%%
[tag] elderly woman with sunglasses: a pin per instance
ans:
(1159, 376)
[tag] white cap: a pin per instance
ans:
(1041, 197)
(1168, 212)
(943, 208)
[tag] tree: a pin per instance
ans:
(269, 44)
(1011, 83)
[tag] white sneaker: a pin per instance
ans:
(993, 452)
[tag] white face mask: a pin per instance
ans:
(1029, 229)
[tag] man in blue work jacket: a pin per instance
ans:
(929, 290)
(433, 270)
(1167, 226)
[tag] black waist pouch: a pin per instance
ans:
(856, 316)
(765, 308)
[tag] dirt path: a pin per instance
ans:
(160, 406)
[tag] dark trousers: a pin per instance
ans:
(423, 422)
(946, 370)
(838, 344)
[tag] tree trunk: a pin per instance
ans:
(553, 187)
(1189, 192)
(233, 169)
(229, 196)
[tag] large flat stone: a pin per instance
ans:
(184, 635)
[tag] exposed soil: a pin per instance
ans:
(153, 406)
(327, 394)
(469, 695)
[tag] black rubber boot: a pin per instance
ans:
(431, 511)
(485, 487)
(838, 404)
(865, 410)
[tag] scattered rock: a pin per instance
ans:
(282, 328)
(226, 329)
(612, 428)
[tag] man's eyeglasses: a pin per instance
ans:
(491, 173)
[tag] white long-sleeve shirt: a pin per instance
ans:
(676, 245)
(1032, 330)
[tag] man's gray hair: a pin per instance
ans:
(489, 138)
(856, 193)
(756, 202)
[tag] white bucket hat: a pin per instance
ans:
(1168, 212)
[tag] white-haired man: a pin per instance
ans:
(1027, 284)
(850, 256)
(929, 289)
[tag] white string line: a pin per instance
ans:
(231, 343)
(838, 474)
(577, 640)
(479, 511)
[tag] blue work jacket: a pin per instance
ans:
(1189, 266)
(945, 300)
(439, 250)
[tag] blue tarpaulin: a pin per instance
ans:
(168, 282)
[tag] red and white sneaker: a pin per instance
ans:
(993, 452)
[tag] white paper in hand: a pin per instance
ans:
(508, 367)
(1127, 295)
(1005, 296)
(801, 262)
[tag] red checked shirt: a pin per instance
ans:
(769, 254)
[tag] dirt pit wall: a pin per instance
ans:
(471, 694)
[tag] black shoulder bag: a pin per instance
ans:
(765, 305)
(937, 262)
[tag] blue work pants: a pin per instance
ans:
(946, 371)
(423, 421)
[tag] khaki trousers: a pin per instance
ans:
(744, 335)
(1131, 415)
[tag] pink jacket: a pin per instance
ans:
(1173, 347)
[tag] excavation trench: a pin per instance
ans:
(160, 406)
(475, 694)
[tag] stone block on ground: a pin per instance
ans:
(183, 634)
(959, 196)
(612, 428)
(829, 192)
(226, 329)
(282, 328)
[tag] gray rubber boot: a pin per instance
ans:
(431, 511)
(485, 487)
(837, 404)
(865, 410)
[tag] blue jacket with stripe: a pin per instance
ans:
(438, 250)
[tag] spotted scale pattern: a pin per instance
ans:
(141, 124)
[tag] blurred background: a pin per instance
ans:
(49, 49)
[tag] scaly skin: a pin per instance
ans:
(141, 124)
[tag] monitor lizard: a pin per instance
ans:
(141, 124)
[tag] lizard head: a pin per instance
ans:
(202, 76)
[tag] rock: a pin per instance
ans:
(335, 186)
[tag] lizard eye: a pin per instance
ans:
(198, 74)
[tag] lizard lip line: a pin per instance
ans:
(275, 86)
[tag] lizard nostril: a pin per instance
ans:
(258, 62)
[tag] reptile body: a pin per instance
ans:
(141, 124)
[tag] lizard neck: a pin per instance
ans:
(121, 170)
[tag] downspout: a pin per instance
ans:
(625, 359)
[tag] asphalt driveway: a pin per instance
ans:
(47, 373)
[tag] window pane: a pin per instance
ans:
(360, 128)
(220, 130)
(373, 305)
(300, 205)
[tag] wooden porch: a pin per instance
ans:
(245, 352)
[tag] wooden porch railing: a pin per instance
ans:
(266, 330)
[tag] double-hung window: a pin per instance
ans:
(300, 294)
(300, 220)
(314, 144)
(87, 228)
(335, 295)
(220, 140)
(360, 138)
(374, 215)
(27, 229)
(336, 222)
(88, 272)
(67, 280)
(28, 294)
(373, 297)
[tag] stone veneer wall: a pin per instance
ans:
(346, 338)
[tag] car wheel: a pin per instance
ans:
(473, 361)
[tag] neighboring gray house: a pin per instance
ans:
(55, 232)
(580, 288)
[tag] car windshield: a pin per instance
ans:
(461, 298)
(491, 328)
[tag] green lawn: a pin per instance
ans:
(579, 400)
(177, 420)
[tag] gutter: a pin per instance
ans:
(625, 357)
%%
**PROBLEM STATEMENT**
Convert every line of the material above into a Markdown table with two columns, Row and Material line. Number the rows in order and leave out any blank lines.

**OUTPUT OF THE TASK**
| Row | Material line |
|---|---|
| 1 | [tag] elderly woman with sunglasses: a pin per instance |
| 2 | ans: |
| 3 | (1159, 376) |
| 4 | [tag] white cap: a pin per instance |
| 5 | ans: |
| 6 | (1041, 197) |
| 7 | (1168, 212) |
| 8 | (943, 208) |
| 9 | [tag] tree: a pin per instance |
| 10 | ans: |
| 11 | (269, 44) |
| 12 | (1011, 83) |
| 13 | [tag] white sneaker: a pin per instance |
| 14 | ans: |
| 15 | (993, 452) |
| 16 | [tag] white face mask: a pin per instance |
| 17 | ans: |
| 18 | (1029, 229) |
| 19 | [tag] man in blue work jacket: a pin per instance |
| 20 | ans: |
| 21 | (929, 290) |
| 22 | (433, 270) |
| 23 | (1167, 226) |
| 24 | [tag] black waist pouch: a pin per instance |
| 25 | ans: |
| 26 | (856, 316) |
| 27 | (765, 308) |
| 28 | [tag] dirt path: a pin per instance |
| 29 | ans: |
| 30 | (160, 406) |
| 31 | [tag] dark trousers: a pin per instance |
| 32 | ans: |
| 33 | (423, 422) |
| 34 | (946, 370) |
| 35 | (838, 344) |
| 36 | [tag] tree trunk: a pin per instance |
| 37 | ans: |
| 38 | (553, 187) |
| 39 | (1189, 192) |
| 40 | (233, 169) |
| 41 | (229, 196) |
| 42 | [tag] large flat stone: a pin per instance |
| 43 | ans: |
| 44 | (184, 635) |
| 45 | [tag] exposed soil: a pin per instance |
| 46 | ans: |
| 47 | (153, 406) |
| 48 | (327, 394) |
| 49 | (469, 695) |
| 50 | [tag] black rubber boot: a pin per instance |
| 51 | ans: |
| 52 | (431, 511) |
| 53 | (485, 487) |
| 54 | (838, 404) |
| 55 | (865, 410) |
| 56 | [tag] scattered rock: a pin per instance |
| 57 | ans: |
| 58 | (282, 328) |
| 59 | (226, 329) |
| 60 | (612, 428) |
| 61 | [tag] man's eyeglasses: a pin per instance |
| 62 | ans: |
| 63 | (491, 173) |
| 64 | [tag] white long-sleeve shirt: a pin per instance |
| 65 | ans: |
| 66 | (676, 245) |
| 67 | (1032, 330) |
| 68 | [tag] man's gray hair: a pin per instance |
| 69 | ans: |
| 70 | (489, 138) |
| 71 | (856, 193) |
| 72 | (756, 202) |
| 73 | [tag] white bucket hat: a pin per instance |
| 74 | ans: |
| 75 | (1168, 212) |
| 76 | [tag] white-haired man: a pin per instance |
| 77 | ans: |
| 78 | (1027, 284) |
| 79 | (850, 256) |
| 80 | (929, 289) |
| 81 | [tag] white string line: a pin per instance |
| 82 | ans: |
| 83 | (231, 343) |
| 84 | (838, 474) |
| 85 | (577, 640) |
| 86 | (479, 511) |
| 87 | [tag] blue work jacket: a pin per instance |
| 88 | ans: |
| 89 | (1189, 266) |
| 90 | (945, 300) |
| 91 | (439, 250) |
| 92 | [tag] blue tarpaulin: a pin per instance |
| 93 | ans: |
| 94 | (168, 282) |
| 95 | [tag] red and white sneaker: a pin per instance |
| 96 | ans: |
| 97 | (993, 452) |
| 98 | [tag] white paper in hand: a pin per instance |
| 99 | ans: |
| 100 | (508, 367) |
| 101 | (1127, 295) |
| 102 | (1005, 296) |
| 103 | (801, 262) |
| 104 | [tag] red checked shirt: a pin per instance |
| 105 | ans: |
| 106 | (769, 254) |
| 107 | [tag] dirt pit wall: a pin per instance |
| 108 | ans: |
| 109 | (471, 694) |
| 110 | [tag] black shoulder bag: a pin per instance |
| 111 | ans: |
| 112 | (765, 305) |
| 113 | (937, 262) |
| 114 | [tag] blue work pants: a pin per instance |
| 115 | ans: |
| 116 | (946, 371) |
| 117 | (423, 421) |
| 118 | [tag] khaki trousers: a pin per instance |
| 119 | ans: |
| 120 | (744, 335) |
| 121 | (1131, 415) |
| 122 | [tag] pink jacket: a pin per instance |
| 123 | ans: |
| 124 | (1173, 347) |
| 125 | [tag] excavation trench: a pin per instance |
| 126 | ans: |
| 127 | (160, 406) |
| 128 | (475, 694) |
| 129 | [tag] stone block on ground: a pin per instance |
| 130 | ans: |
| 131 | (183, 634) |
| 132 | (959, 196) |
| 133 | (612, 428) |
| 134 | (829, 192) |
| 135 | (226, 329) |
| 136 | (282, 328) |
| 137 | [tag] gray rubber boot: a pin per instance |
| 138 | ans: |
| 139 | (431, 511) |
| 140 | (485, 487) |
| 141 | (837, 404) |
| 142 | (865, 410) |
| 143 | [tag] blue jacket with stripe: a pin per instance |
| 144 | ans: |
| 145 | (438, 250) |
| 146 | [tag] spotted scale pattern: a pin per instance |
| 147 | ans: |
| 148 | (141, 124) |
| 149 | [tag] blurred background: a pin per instance |
| 150 | ans: |
| 151 | (49, 49) |
| 152 | [tag] scaly skin: a pin per instance |
| 153 | ans: |
| 154 | (141, 124) |
| 155 | [tag] monitor lizard: a pin per instance |
| 156 | ans: |
| 157 | (141, 124) |
| 158 | [tag] lizard head: a pin per instance |
| 159 | ans: |
| 160 | (202, 76) |
| 161 | [tag] rock: a pin per instance |
| 162 | ans: |
| 163 | (335, 186) |
| 164 | [tag] lizard eye: a pin per instance |
| 165 | ans: |
| 166 | (198, 74) |
| 167 | [tag] lizard lip line: a pin per instance |
| 168 | ans: |
| 169 | (275, 86) |
| 170 | [tag] lizard nostril: a pin per instance |
| 171 | ans: |
| 172 | (258, 62) |
| 173 | [tag] reptile body: a pin per instance |
| 174 | ans: |
| 175 | (141, 124) |
| 176 | [tag] lizard neck: a pin per instance |
| 177 | ans: |
| 178 | (121, 170) |
| 179 | [tag] downspout: a pin per instance |
| 180 | ans: |
| 181 | (625, 359) |
| 182 | [tag] asphalt driveway: a pin per instance |
| 183 | ans: |
| 184 | (47, 373) |
| 185 | [tag] window pane: a pin per instance |
| 186 | ans: |
| 187 | (360, 128) |
| 188 | (220, 130) |
| 189 | (373, 305) |
| 190 | (300, 205) |
| 191 | [tag] wooden porch: a pin per instance |
| 192 | ans: |
| 193 | (245, 352) |
| 194 | [tag] wooden porch railing: a pin per instance |
| 195 | ans: |
| 196 | (266, 330) |
| 197 | [tag] double-hung window: a pin per instance |
| 198 | ans: |
| 199 | (300, 294) |
| 200 | (300, 220) |
| 201 | (314, 144) |
| 202 | (87, 228) |
| 203 | (335, 295) |
| 204 | (220, 140) |
| 205 | (360, 138) |
| 206 | (374, 215) |
| 207 | (27, 229) |
| 208 | (336, 222) |
| 209 | (88, 272) |
| 210 | (67, 280) |
| 211 | (28, 294) |
| 212 | (373, 297) |
| 213 | [tag] stone veneer wall: a pin per instance |
| 214 | ans: |
| 215 | (346, 338) |
| 216 | [tag] car wheel: a pin per instance |
| 217 | ans: |
| 218 | (473, 361) |
| 219 | [tag] neighboring gray house: a pin per instance |
| 220 | ans: |
| 221 | (55, 232) |
| 222 | (580, 288) |
| 223 | [tag] car windshield: a pin per instance |
| 224 | ans: |
| 225 | (461, 298) |
| 226 | (491, 328) |
| 227 | [tag] green lawn: a pin per instance |
| 228 | ans: |
| 229 | (579, 400) |
| 230 | (177, 420) |
| 231 | [tag] gutter: a pin per instance |
| 232 | ans: |
| 233 | (625, 357) |